Convert the lines of every item below into a JSON list of strings with one string per line, skipping blank lines and leaving the pictures out.

## Data for the task
┄┄┄┄┄┄┄┄┄┄┄┄┄┄┄┄┄┄┄┄

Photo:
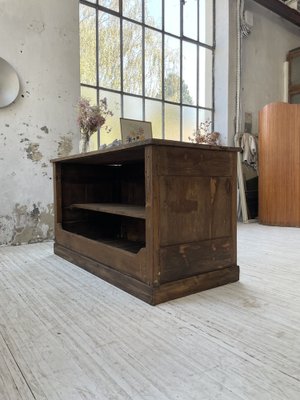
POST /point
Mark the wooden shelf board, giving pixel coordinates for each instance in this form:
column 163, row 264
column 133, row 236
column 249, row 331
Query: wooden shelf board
column 127, row 210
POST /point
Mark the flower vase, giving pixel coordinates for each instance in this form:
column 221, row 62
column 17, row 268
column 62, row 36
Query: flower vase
column 84, row 143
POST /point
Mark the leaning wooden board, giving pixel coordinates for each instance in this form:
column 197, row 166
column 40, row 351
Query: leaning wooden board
column 157, row 218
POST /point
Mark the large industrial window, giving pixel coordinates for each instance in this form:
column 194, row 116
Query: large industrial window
column 152, row 60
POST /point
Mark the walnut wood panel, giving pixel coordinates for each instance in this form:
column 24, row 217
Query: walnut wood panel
column 183, row 260
column 279, row 157
column 193, row 162
column 118, row 209
column 194, row 208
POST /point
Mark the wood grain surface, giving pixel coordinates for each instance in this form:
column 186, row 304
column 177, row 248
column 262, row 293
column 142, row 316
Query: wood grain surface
column 279, row 164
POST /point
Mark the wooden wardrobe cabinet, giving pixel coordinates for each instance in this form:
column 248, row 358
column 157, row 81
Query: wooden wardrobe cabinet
column 279, row 164
column 157, row 218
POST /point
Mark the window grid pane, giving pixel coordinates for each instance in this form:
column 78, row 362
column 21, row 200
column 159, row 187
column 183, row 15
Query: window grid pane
column 157, row 72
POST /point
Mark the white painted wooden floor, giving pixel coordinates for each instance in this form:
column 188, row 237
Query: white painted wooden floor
column 67, row 335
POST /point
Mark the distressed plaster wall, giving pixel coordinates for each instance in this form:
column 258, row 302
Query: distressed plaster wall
column 40, row 39
column 264, row 53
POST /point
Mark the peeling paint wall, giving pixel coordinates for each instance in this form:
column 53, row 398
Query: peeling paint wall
column 41, row 41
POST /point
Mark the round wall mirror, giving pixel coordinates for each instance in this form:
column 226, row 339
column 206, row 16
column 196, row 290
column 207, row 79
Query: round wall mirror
column 9, row 83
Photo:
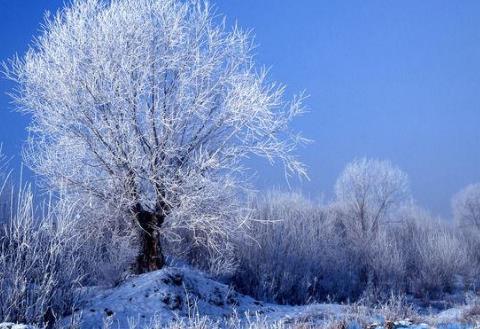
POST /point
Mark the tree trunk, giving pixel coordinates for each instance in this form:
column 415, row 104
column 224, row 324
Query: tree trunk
column 150, row 256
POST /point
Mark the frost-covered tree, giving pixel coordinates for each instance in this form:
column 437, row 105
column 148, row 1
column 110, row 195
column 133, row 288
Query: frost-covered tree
column 367, row 191
column 466, row 207
column 151, row 106
column 367, row 194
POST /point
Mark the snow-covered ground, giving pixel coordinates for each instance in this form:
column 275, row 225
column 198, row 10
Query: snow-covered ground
column 176, row 293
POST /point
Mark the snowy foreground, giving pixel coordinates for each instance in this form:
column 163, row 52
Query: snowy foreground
column 184, row 295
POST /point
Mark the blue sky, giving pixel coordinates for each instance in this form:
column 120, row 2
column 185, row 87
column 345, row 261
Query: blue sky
column 396, row 80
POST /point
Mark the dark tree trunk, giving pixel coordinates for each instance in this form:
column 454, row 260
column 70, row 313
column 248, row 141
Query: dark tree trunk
column 150, row 256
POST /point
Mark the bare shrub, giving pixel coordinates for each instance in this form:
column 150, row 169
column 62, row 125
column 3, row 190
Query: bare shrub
column 38, row 262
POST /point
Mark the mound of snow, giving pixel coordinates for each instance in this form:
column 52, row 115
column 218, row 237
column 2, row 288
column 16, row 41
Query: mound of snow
column 163, row 295
column 9, row 325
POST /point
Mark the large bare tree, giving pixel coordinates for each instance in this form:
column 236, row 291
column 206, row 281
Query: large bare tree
column 151, row 106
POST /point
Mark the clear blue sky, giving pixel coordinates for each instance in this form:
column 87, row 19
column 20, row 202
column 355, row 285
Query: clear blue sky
column 398, row 80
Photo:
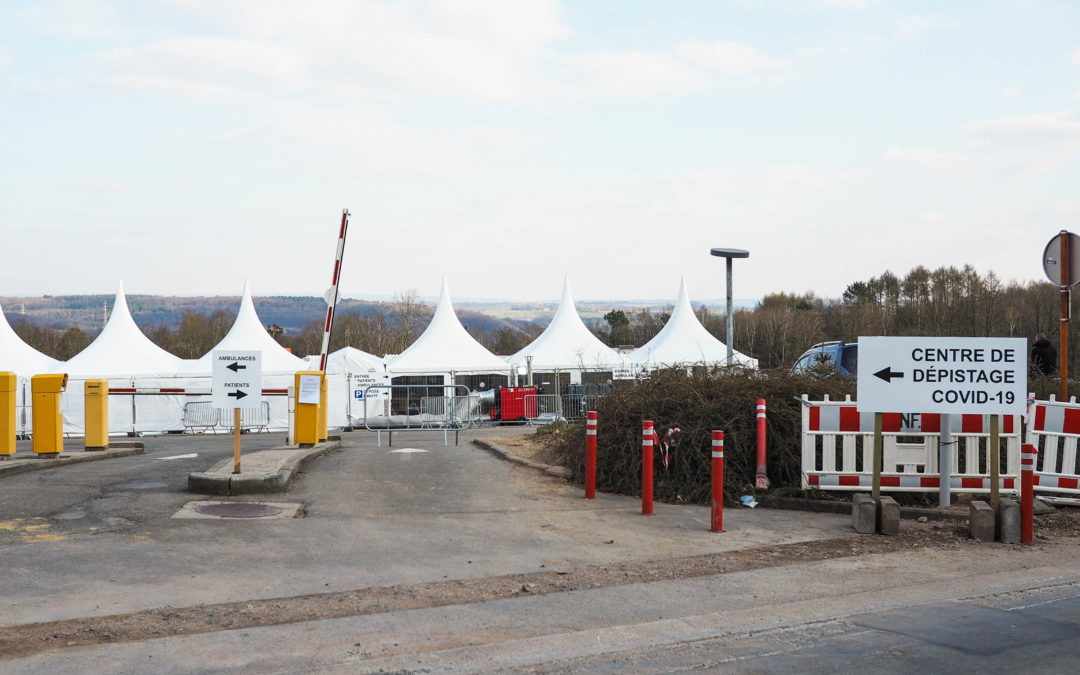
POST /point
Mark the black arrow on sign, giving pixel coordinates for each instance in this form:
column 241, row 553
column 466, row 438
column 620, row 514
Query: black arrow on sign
column 887, row 374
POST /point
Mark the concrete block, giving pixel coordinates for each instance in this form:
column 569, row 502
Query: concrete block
column 254, row 484
column 1009, row 521
column 981, row 521
column 863, row 513
column 207, row 484
column 888, row 522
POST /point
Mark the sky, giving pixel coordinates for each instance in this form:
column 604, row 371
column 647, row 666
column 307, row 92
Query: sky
column 184, row 146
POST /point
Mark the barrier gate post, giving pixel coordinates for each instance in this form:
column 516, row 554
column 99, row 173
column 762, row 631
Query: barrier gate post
column 1027, row 455
column 717, row 524
column 591, row 455
column 647, row 434
column 761, row 478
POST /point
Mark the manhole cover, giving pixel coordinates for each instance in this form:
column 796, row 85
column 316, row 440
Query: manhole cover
column 239, row 510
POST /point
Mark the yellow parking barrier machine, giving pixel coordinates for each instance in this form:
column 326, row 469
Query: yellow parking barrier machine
column 48, row 420
column 9, row 383
column 322, row 408
column 306, row 416
column 97, row 414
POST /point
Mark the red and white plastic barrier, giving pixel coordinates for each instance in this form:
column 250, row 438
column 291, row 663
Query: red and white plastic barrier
column 1027, row 458
column 838, row 449
column 1054, row 432
column 591, row 455
column 717, row 486
column 647, row 435
column 761, row 481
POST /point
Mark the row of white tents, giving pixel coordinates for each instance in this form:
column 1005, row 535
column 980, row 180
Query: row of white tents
column 158, row 385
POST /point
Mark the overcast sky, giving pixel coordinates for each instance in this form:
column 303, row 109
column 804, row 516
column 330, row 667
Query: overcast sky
column 184, row 146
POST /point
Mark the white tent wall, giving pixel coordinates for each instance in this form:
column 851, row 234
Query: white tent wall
column 129, row 414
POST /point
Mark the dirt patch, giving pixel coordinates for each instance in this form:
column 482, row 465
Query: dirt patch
column 21, row 640
column 527, row 445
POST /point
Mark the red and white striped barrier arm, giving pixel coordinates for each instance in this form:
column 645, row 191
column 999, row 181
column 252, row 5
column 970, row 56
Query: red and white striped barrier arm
column 332, row 295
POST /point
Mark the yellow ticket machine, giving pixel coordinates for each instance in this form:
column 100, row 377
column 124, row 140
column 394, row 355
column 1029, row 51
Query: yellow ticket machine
column 306, row 417
column 97, row 414
column 48, row 420
column 9, row 385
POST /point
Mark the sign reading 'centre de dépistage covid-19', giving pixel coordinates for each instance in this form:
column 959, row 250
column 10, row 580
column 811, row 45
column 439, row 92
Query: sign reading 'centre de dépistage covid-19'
column 953, row 376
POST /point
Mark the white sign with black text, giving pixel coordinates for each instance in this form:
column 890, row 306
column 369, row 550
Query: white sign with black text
column 954, row 376
column 237, row 379
column 310, row 389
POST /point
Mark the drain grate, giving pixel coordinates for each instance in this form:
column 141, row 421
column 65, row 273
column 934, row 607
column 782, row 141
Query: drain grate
column 239, row 510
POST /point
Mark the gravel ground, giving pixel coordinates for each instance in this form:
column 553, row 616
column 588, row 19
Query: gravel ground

┄┄┄┄┄┄┄┄┄┄┄┄┄┄┄┄┄┄┄┄

## Exercise output
[
  "Photo:",
  "POST /point",
  "Mark the wooden shelf board, giving pixel coordinates for each instance in this form:",
  "column 163, row 264",
  "column 133, row 236",
  "column 249, row 331",
  "Query: wooden shelf board",
  "column 127, row 210",
  "POST /point",
  "Mark the flower vase, giving pixel coordinates for each instance in this form:",
  "column 221, row 62",
  "column 17, row 268",
  "column 62, row 36",
  "Query: flower vase",
  "column 84, row 143",
  "POST /point",
  "Mark the leaning wooden board, giving pixel coordinates for each instance in this form:",
  "column 197, row 166",
  "column 40, row 351",
  "Query: leaning wooden board",
  "column 157, row 218",
  "POST /point",
  "Mark the large industrial window, giving pixel coordinates for each instance in this form:",
  "column 194, row 116",
  "Query: large industrial window",
  "column 152, row 60",
  "POST /point",
  "Mark the walnut wood panel, giving pixel coordinates for each instance in this form:",
  "column 24, row 217",
  "Query: walnut wood panel",
  "column 183, row 260",
  "column 279, row 157",
  "column 193, row 162",
  "column 118, row 209",
  "column 194, row 208",
  "POST /point",
  "Mark the wood grain surface, giving pixel coordinates for each instance in this form:",
  "column 186, row 304",
  "column 177, row 248",
  "column 262, row 293",
  "column 142, row 316",
  "Query: wood grain surface",
  "column 279, row 164",
  "POST /point",
  "Mark the wooden wardrobe cabinet, giving pixel coordinates for each instance in this form:",
  "column 248, row 358",
  "column 157, row 81",
  "Query: wooden wardrobe cabinet",
  "column 279, row 164",
  "column 157, row 218",
  "POST /point",
  "Mark the window grid pane, giving pixel coordinates for each instance in this form:",
  "column 78, row 362",
  "column 21, row 200",
  "column 159, row 187",
  "column 183, row 15",
  "Query: window grid pane",
  "column 157, row 72",
  "POST /point",
  "Mark the white painted wooden floor, giving pixel coordinates for each instance in this form:",
  "column 188, row 237",
  "Query: white painted wooden floor",
  "column 67, row 335",
  "POST /point",
  "Mark the distressed plaster wall, giving pixel coordinates for each instance in this form:",
  "column 258, row 302",
  "Query: distressed plaster wall",
  "column 40, row 39",
  "column 264, row 53",
  "POST /point",
  "Mark the peeling paint wall, giving pixel coordinates for each instance in this form:",
  "column 53, row 398",
  "Query: peeling paint wall",
  "column 41, row 41",
  "POST /point",
  "Mark the round wall mirror, giving pixel coordinates for each instance in this form:",
  "column 226, row 339",
  "column 206, row 16",
  "column 196, row 290",
  "column 207, row 79",
  "Query: round wall mirror",
  "column 9, row 83",
  "Photo:",
  "POST /point",
  "Mark the tree trunk, giving pixel coordinates for each instance in this form:",
  "column 415, row 104",
  "column 224, row 324",
  "Query: tree trunk",
  "column 150, row 256",
  "POST /point",
  "Mark the frost-covered tree, giving pixel coordinates for each instance in this form:",
  "column 437, row 105",
  "column 148, row 1",
  "column 110, row 195",
  "column 133, row 288",
  "Query: frost-covered tree",
  "column 367, row 191",
  "column 466, row 207",
  "column 151, row 106",
  "column 367, row 194",
  "POST /point",
  "Mark the snow-covered ground, giving pixel coordinates for each instance in this form:",
  "column 275, row 225",
  "column 198, row 10",
  "Query: snow-covered ground",
  "column 176, row 293",
  "POST /point",
  "Mark the snowy foreground, giving pixel coordinates for each instance in this form:",
  "column 163, row 52",
  "Query: snowy foreground",
  "column 184, row 295",
  "POST /point",
  "Mark the blue sky, giving pixel coordinates for each instance in this form:",
  "column 120, row 2",
  "column 185, row 87",
  "column 345, row 261",
  "Query: blue sky",
  "column 396, row 80",
  "POST /point",
  "Mark the dark tree trunk, giving pixel coordinates for each instance in this form:",
  "column 454, row 260",
  "column 70, row 313",
  "column 248, row 141",
  "Query: dark tree trunk",
  "column 150, row 256",
  "POST /point",
  "Mark the bare shrub, giving pixel coordinates for each instance in this form:",
  "column 150, row 169",
  "column 62, row 125",
  "column 3, row 190",
  "Query: bare shrub",
  "column 38, row 262",
  "POST /point",
  "Mark the mound of snow, giving pixel coordinates for each instance in this form:",
  "column 52, row 115",
  "column 218, row 237",
  "column 2, row 288",
  "column 16, row 41",
  "Query: mound of snow",
  "column 163, row 295",
  "column 9, row 325",
  "POST /point",
  "Mark the large bare tree, giving pixel coordinates for each instance in this form:",
  "column 236, row 291",
  "column 206, row 281",
  "Query: large bare tree",
  "column 151, row 106",
  "POST /point",
  "Mark the clear blue sky, giving pixel coordinates for each instance in this form:",
  "column 87, row 19",
  "column 20, row 202",
  "column 355, row 285",
  "Query: clear blue sky",
  "column 398, row 80",
  "Photo:",
  "POST /point",
  "Mark the black arrow on sign, giving pixel coordinates for each instance in this form:",
  "column 241, row 553",
  "column 466, row 438",
  "column 620, row 514",
  "Query: black arrow on sign",
  "column 887, row 374",
  "POST /point",
  "Mark the concrete block, giving pixel coordinates for each instance in this form:",
  "column 569, row 502",
  "Query: concrete block",
  "column 254, row 484",
  "column 1009, row 521",
  "column 981, row 521",
  "column 863, row 513",
  "column 207, row 484",
  "column 888, row 522",
  "POST /point",
  "Mark the sky, giving pixel coordinates for each instance in this form:",
  "column 604, row 371",
  "column 647, row 666",
  "column 307, row 92",
  "Query: sky",
  "column 184, row 146",
  "POST /point",
  "Mark the barrier gate post, giving pixel coordinates for each instance in this form:",
  "column 516, row 554",
  "column 99, row 173",
  "column 762, row 631",
  "Query: barrier gate post",
  "column 1027, row 455",
  "column 717, row 524",
  "column 591, row 455",
  "column 647, row 434",
  "column 761, row 478",
  "POST /point",
  "Mark the manhole cover, giving pixel coordinates for each instance in this form:",
  "column 796, row 85",
  "column 316, row 440",
  "Query: manhole cover",
  "column 239, row 510",
  "POST /point",
  "Mark the yellow parking barrier machine, giving pixel coordinates for each instance in this form:",
  "column 326, row 469",
  "Query: yellow parking barrier machine",
  "column 48, row 420",
  "column 9, row 383",
  "column 322, row 408",
  "column 306, row 416",
  "column 97, row 414",
  "POST /point",
  "Mark the red and white plastic barrier, giving pixel coordinates for each instance in this form:",
  "column 250, row 438",
  "column 291, row 663",
  "Query: red and white plastic barrier",
  "column 1027, row 458",
  "column 838, row 449",
  "column 1054, row 432",
  "column 591, row 455",
  "column 717, row 486",
  "column 647, row 435",
  "column 761, row 481",
  "POST /point",
  "Mark the row of white tents, giving pixel coordinates for each instance in this form:",
  "column 1005, row 535",
  "column 980, row 180",
  "Query: row of white tents",
  "column 158, row 385",
  "POST /point",
  "Mark the overcast sky, giving pixel coordinates for each instance in this form:",
  "column 303, row 109",
  "column 804, row 516",
  "column 330, row 667",
  "Query: overcast sky",
  "column 184, row 146",
  "POST /point",
  "Mark the white tent wall, giving pixel coordinates for each instance in this form:",
  "column 851, row 234",
  "Query: white tent wall",
  "column 129, row 414",
  "POST /point",
  "Mark the dirt patch, giving pixel coordinates for each instance in this form:",
  "column 482, row 465",
  "Query: dirt patch",
  "column 21, row 640",
  "column 527, row 445",
  "POST /point",
  "Mark the red and white striped barrier arm, giving pixel coordinates for each instance in this form:",
  "column 645, row 191",
  "column 999, row 181",
  "column 252, row 5",
  "column 970, row 56",
  "Query: red and white striped barrier arm",
  "column 332, row 295",
  "POST /point",
  "Mark the yellow ticket machine, giving pixel coordinates for each instance in this form:",
  "column 100, row 377",
  "column 124, row 140",
  "column 394, row 355",
  "column 1029, row 51",
  "Query: yellow ticket machine",
  "column 306, row 417",
  "column 97, row 414",
  "column 48, row 420",
  "column 9, row 385",
  "POST /point",
  "Mark the sign reading 'centre de dépistage covid-19', giving pixel coordinates for each instance in this form:",
  "column 959, row 250",
  "column 10, row 580",
  "column 811, row 45",
  "column 439, row 92",
  "Query: sign reading 'centre de dépistage covid-19'",
  "column 953, row 376",
  "POST /point",
  "Mark the white sign with black text, giving pixel coordinates for each instance in this form:",
  "column 890, row 306",
  "column 369, row 550",
  "Query: white sign with black text",
  "column 954, row 376",
  "column 237, row 379",
  "column 310, row 389",
  "POST /point",
  "Mark the drain grate, giving pixel coordinates for each instance in this form:",
  "column 141, row 421",
  "column 65, row 273",
  "column 934, row 607",
  "column 782, row 141",
  "Query: drain grate",
  "column 239, row 510",
  "POST /point",
  "Mark the gravel ground, giving pixel coordinates for each instance in this form:",
  "column 553, row 616",
  "column 588, row 19",
  "Query: gravel ground"
]